### [ABOUT THIS EXERCISE]
Lines before the one containing "One point rides on each instance of the black" are left out; output the rest of the data exactly, through the final line.

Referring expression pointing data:
....................

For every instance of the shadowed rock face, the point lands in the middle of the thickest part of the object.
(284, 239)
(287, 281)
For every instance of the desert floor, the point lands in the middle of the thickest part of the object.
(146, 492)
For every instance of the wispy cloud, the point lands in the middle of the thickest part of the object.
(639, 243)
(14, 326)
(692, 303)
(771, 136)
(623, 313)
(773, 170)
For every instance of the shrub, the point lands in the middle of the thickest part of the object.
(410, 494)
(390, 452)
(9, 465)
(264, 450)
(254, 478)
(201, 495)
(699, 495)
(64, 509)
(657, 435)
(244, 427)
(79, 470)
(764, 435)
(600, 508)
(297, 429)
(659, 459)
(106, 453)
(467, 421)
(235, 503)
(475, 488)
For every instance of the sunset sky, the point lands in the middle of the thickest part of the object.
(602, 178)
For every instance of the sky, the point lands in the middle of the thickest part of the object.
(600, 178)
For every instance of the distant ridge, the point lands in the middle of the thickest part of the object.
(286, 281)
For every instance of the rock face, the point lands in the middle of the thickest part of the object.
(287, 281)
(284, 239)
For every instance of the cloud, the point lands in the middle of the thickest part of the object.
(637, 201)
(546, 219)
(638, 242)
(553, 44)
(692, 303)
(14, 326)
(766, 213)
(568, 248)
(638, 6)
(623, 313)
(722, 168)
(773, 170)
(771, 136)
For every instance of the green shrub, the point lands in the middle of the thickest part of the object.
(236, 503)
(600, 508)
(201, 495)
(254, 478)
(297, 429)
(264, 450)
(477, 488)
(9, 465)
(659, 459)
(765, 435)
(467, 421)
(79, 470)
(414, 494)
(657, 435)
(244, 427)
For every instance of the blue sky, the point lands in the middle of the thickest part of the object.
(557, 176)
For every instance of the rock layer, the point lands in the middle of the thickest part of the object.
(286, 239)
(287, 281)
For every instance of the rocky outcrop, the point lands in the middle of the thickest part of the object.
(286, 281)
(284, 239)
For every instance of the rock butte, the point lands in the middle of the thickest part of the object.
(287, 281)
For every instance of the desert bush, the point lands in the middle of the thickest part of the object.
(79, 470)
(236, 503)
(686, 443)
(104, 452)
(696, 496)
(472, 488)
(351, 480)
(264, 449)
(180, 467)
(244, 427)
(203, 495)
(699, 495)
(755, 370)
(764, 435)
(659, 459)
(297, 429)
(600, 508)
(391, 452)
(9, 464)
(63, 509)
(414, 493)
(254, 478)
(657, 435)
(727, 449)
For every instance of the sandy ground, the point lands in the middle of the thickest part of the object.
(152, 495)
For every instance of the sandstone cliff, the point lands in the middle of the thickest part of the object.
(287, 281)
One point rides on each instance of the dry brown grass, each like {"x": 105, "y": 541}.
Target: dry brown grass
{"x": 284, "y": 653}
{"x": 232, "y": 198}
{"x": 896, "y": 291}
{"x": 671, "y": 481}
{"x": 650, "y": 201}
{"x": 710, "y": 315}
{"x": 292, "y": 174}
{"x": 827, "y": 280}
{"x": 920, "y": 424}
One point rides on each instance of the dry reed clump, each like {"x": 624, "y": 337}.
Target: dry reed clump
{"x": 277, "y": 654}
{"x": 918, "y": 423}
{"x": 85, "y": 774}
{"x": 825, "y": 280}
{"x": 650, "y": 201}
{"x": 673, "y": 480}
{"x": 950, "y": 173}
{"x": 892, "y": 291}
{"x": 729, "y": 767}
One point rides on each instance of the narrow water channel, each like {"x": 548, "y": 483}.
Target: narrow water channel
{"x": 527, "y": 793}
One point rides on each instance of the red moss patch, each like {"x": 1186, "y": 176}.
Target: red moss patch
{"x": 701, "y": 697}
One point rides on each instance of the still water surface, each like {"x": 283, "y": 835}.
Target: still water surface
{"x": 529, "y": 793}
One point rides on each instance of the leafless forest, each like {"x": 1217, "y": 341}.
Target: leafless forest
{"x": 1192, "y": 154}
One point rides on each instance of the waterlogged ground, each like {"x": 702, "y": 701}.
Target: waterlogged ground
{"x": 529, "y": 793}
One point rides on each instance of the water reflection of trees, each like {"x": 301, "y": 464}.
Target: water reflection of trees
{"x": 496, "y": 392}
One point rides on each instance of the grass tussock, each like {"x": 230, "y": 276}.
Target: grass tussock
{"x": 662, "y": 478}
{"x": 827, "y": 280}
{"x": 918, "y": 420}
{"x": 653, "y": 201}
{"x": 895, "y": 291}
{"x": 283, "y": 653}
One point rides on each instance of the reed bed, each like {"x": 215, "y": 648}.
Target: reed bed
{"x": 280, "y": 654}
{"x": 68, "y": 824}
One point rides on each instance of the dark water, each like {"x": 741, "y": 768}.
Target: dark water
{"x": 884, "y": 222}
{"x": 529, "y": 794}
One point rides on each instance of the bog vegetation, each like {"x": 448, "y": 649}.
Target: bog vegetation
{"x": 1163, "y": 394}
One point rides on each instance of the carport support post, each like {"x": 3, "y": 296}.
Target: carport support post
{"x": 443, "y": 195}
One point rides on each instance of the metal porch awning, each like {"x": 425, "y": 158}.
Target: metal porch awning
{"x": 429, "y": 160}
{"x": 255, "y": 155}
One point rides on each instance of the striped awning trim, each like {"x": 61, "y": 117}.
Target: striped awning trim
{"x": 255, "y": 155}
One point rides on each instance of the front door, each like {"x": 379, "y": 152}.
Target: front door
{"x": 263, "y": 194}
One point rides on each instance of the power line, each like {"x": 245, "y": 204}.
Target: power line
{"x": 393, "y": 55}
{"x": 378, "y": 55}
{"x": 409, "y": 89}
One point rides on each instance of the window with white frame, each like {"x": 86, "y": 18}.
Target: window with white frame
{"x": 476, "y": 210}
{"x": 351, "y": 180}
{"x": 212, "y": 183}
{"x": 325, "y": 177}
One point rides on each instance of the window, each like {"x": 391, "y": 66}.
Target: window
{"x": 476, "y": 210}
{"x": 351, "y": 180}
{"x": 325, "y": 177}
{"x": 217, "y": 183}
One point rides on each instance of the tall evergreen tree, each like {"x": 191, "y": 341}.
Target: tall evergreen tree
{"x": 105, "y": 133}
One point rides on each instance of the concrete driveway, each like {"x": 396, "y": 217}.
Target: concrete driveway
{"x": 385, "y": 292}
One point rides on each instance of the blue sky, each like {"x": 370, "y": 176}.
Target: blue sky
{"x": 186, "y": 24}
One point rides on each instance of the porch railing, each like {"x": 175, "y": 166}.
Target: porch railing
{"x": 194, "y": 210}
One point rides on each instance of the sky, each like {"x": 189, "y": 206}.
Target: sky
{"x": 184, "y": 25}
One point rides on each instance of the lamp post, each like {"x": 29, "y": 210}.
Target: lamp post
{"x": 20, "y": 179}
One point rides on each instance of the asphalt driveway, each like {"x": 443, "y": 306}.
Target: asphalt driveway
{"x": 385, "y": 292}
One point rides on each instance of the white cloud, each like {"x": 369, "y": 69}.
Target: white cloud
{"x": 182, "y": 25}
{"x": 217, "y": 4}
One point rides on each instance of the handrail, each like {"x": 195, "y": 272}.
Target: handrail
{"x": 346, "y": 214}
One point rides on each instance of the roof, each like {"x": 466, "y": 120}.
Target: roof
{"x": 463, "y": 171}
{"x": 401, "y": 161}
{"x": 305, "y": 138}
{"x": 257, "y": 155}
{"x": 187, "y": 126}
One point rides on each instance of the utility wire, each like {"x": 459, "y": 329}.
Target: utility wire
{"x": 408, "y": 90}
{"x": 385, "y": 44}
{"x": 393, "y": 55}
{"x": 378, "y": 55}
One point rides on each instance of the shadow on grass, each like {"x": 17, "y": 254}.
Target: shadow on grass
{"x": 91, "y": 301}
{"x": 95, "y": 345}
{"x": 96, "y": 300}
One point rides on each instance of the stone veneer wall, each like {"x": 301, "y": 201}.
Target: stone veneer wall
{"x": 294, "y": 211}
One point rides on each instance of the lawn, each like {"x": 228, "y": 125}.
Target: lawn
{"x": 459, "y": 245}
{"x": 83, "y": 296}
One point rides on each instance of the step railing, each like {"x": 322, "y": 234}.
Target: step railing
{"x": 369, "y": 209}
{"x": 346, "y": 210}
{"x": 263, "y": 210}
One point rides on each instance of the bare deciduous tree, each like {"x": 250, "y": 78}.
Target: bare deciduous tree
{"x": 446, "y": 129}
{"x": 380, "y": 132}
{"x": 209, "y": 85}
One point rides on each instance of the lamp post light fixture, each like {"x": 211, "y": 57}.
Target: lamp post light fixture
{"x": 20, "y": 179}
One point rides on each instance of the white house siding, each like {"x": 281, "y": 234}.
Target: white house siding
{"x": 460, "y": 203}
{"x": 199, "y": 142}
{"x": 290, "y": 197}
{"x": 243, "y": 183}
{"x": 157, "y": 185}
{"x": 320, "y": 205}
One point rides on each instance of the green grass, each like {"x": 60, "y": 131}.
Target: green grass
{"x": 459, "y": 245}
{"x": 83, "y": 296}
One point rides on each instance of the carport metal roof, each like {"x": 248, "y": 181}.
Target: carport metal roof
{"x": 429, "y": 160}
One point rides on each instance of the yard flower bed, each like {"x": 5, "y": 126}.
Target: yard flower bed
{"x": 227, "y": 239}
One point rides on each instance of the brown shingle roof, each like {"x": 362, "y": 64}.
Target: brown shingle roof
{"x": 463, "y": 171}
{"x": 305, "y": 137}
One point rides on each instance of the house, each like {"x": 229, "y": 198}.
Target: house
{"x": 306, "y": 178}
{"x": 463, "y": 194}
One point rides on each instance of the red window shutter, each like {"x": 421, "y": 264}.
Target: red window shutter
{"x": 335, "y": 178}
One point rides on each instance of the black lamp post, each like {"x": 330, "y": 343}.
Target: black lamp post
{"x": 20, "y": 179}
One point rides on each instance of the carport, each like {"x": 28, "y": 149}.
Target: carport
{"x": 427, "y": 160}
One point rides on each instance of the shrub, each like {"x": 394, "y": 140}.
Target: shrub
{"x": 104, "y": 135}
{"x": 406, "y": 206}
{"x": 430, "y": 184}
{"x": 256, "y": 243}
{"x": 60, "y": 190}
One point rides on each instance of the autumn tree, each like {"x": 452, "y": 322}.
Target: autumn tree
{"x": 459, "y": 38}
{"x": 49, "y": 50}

....................

### [FINISHED EXERCISE]
One point rides on each instance of the black lamp post, each like {"x": 330, "y": 343}.
Target: black lamp post
{"x": 20, "y": 179}
One point rides on each instance of the carport, each like {"x": 28, "y": 149}.
Target: carport
{"x": 427, "y": 160}
One point rides on each instance of the shrub, each like {"x": 394, "y": 140}.
Target: shrub
{"x": 104, "y": 135}
{"x": 406, "y": 206}
{"x": 430, "y": 184}
{"x": 256, "y": 243}
{"x": 60, "y": 190}
One point rides on each instance of the autumn tree, each like {"x": 452, "y": 322}.
Target: autumn tree
{"x": 459, "y": 38}
{"x": 49, "y": 50}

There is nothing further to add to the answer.